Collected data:
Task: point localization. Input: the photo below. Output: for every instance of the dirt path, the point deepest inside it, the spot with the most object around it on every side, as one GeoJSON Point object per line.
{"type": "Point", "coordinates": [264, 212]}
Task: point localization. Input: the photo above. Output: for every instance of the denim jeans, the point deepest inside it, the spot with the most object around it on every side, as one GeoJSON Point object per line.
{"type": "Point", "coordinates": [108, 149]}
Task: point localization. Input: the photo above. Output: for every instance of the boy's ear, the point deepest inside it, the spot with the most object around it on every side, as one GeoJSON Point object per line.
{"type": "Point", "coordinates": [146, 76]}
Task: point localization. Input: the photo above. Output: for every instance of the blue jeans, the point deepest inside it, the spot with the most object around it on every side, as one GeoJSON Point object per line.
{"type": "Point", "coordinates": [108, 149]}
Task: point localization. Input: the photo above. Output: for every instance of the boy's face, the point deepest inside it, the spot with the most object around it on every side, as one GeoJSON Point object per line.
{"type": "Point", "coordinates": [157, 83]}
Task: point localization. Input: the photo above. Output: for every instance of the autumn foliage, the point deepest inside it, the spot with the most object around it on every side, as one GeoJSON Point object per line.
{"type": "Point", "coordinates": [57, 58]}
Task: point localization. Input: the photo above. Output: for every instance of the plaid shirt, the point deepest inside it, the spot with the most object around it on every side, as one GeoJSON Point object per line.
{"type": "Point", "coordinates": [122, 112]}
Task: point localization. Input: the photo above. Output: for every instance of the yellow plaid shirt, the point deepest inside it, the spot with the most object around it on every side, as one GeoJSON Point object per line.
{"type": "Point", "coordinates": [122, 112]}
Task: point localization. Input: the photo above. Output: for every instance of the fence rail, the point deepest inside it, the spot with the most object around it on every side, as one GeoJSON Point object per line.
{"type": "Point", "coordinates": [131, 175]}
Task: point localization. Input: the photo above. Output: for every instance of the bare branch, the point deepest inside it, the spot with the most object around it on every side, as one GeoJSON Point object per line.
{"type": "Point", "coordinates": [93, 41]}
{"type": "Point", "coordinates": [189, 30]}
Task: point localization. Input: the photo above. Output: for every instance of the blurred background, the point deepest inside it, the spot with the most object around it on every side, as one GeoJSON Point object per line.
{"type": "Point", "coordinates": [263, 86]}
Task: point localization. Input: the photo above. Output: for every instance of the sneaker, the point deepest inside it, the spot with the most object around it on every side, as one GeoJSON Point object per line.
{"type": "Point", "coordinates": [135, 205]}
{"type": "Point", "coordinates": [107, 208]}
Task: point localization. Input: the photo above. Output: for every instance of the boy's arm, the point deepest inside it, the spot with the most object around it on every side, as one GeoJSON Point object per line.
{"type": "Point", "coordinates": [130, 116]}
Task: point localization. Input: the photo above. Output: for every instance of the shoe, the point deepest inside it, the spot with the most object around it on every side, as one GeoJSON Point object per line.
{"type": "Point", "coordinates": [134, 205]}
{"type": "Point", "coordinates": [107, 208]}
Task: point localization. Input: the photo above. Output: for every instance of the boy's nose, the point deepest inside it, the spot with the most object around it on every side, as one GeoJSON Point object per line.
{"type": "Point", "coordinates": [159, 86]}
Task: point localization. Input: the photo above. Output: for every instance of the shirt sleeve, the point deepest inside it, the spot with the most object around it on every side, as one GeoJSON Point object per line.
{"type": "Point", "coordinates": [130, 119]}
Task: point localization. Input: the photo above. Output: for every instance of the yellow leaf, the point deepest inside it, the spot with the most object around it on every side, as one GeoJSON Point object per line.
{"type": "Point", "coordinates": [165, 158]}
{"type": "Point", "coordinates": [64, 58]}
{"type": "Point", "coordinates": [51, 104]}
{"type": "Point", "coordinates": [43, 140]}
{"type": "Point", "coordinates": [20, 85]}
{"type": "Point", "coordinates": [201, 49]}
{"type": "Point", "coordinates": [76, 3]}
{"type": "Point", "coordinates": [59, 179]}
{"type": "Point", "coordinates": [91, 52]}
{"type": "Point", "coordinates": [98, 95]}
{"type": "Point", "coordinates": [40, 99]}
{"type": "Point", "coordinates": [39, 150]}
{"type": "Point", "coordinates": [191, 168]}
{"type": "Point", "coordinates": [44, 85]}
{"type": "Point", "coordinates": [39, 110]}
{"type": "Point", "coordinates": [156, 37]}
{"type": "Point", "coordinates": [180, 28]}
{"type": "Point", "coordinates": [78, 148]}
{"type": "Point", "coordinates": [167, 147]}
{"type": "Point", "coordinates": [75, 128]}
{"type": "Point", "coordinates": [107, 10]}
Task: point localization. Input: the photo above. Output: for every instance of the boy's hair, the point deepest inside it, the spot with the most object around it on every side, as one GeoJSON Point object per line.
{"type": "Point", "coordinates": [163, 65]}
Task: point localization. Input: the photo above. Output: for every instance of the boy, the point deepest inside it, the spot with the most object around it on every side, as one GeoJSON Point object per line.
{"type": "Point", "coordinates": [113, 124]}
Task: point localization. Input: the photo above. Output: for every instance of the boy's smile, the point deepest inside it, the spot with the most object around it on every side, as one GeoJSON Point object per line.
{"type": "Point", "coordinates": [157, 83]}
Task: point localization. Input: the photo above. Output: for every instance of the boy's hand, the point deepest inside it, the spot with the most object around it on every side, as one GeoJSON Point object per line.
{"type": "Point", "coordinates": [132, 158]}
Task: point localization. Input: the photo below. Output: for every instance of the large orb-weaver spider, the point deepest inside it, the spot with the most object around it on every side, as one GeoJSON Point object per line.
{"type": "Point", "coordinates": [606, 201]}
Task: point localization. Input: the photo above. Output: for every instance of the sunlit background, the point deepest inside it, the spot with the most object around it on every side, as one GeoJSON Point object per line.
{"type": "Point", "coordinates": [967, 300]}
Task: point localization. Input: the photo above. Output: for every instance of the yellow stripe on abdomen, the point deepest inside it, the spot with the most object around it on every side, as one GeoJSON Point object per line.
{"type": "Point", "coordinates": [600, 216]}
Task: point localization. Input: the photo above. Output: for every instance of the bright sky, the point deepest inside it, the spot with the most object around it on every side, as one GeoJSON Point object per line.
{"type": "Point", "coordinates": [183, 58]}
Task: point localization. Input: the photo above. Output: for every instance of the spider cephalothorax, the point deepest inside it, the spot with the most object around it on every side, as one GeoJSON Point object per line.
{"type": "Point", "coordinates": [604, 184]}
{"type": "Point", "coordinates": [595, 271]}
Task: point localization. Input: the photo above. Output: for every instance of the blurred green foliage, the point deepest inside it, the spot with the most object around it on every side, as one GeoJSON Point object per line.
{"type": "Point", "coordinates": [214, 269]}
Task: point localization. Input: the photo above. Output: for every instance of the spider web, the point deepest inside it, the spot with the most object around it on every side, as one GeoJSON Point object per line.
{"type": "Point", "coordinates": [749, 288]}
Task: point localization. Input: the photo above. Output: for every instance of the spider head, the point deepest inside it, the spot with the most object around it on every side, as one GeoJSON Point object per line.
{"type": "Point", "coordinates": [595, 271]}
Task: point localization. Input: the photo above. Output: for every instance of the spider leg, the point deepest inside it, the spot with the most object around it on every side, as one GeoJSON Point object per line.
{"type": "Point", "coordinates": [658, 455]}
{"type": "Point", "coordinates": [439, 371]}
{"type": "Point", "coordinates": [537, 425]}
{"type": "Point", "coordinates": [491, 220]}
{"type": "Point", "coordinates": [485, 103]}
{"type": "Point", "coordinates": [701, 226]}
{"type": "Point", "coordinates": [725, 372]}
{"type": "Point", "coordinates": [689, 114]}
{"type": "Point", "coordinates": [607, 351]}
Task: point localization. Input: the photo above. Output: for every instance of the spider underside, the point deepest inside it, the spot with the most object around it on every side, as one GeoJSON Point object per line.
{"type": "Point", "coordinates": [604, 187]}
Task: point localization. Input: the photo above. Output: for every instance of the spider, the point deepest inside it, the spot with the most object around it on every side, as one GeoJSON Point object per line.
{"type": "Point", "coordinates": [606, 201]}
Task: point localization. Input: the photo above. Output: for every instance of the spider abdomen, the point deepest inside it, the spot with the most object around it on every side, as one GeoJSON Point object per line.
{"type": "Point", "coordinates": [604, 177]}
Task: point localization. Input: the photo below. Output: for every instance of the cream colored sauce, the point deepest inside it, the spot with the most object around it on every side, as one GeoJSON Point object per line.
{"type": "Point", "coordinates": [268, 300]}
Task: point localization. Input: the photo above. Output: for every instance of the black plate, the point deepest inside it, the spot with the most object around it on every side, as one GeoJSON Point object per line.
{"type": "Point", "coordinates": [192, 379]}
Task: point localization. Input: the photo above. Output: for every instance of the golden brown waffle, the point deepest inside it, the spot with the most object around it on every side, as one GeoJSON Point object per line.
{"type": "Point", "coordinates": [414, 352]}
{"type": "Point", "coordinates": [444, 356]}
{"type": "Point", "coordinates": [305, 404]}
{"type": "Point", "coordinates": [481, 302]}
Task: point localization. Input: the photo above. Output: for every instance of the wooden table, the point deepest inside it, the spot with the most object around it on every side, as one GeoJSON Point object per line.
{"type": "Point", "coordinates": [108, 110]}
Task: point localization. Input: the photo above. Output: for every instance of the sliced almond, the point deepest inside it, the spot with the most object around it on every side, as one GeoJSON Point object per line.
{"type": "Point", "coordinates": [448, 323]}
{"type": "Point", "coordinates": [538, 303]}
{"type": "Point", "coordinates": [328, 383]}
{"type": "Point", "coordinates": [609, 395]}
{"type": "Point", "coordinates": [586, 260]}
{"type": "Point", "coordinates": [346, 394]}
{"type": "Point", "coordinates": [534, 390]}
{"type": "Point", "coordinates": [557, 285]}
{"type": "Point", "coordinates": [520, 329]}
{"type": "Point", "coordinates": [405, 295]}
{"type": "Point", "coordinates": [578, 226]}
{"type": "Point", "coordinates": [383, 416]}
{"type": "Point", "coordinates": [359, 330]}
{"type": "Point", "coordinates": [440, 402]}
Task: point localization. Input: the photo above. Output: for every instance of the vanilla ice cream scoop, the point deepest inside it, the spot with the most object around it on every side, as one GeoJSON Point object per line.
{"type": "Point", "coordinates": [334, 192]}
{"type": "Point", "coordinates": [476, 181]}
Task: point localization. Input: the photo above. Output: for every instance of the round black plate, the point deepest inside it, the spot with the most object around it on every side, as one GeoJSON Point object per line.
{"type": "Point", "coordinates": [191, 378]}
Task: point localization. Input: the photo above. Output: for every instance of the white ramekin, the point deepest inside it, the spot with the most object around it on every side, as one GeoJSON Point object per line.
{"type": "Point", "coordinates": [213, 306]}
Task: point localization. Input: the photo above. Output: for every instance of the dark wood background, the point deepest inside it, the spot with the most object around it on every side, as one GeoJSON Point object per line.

Short exercise:
Everything from the line with "of the sliced" through the last line of the material above should be echoed exactly, and nothing else.

Exercise result:
Task: point localization. Input: the photo above. Output: for every instance of the sliced almond, the point deepest inside it, the spot with the most object around it on every side, as one GeoJSON Point object per line.
{"type": "Point", "coordinates": [448, 323]}
{"type": "Point", "coordinates": [538, 303]}
{"type": "Point", "coordinates": [328, 383]}
{"type": "Point", "coordinates": [609, 395]}
{"type": "Point", "coordinates": [586, 260]}
{"type": "Point", "coordinates": [346, 394]}
{"type": "Point", "coordinates": [534, 390]}
{"type": "Point", "coordinates": [557, 285]}
{"type": "Point", "coordinates": [520, 329]}
{"type": "Point", "coordinates": [405, 295]}
{"type": "Point", "coordinates": [578, 226]}
{"type": "Point", "coordinates": [383, 416]}
{"type": "Point", "coordinates": [359, 330]}
{"type": "Point", "coordinates": [440, 402]}
Task: point localization. Input: the photo above. Output: for every instance of the vanilla ice cream scoop, the point deepest inside it, the spot with the most object around it on every side, as one GeoJSON Point object per line.
{"type": "Point", "coordinates": [334, 192]}
{"type": "Point", "coordinates": [476, 181]}
Task: point localization. Input: the photo above. Output: for every instance of the round black plate, the point deepest inside it, the spot with the most object around it on every side, as one GeoJSON Point object per line.
{"type": "Point", "coordinates": [191, 378]}
Task: point localization. Input: the photo above. Output: for every instance of the white ramekin, the point deepest inside it, the spot with the most object around it on every side, as one GeoJSON Point object per line.
{"type": "Point", "coordinates": [213, 306]}
Task: point localization. Input: the photo above. Output: for every instance of the dark wood background, the point deepest inside it, the spot with the most object around it on every side, as one GeoJSON Point object per line.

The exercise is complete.